Prompt:
Retype, word for word, the stretch of the Python IDE post below that begins with "The key thing" and stops after "the important features.".

>> START Page extract

I'm a die-hard emacs-and-command-line hacker. Once a year I try to evolve past my 1991 toolset and use an IDE for coding, hoping to find something as transformative as the Smalltalk 80 environment. The various Java IDEs never worked for me, even VisualAge. Visual Studio is great, but I don't program for Windows much. Most of my coding is Python. So for my latest project I decided to finally try a Python IDE. After an abortive attempt with Eclipse + PyDev I settled on good ol' Wing IDE. Which is great, and I'm ready to pony up $180 for a license.

The key thing about Wing is that it works very well for Python and Python alone. This is not the IDE for a multilanguage product. But if you want a simple path into running a quick Python hack, with room to expand to complex Python projects, it's very good. Note you need the full professional version to get the important features.

>> END Page extract
>> START Extracted records

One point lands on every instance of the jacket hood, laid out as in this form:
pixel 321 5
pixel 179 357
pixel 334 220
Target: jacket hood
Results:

>> END Extracted records

Written solution:
The key thing about Wing is that it works very well for Python and Python alone. This is not the IDE for a multilanguage product. But if you want a simple path into running a quick Python hack, with room to expand to complex Python projects, it's very good. Note you need the full professional version to get the important features.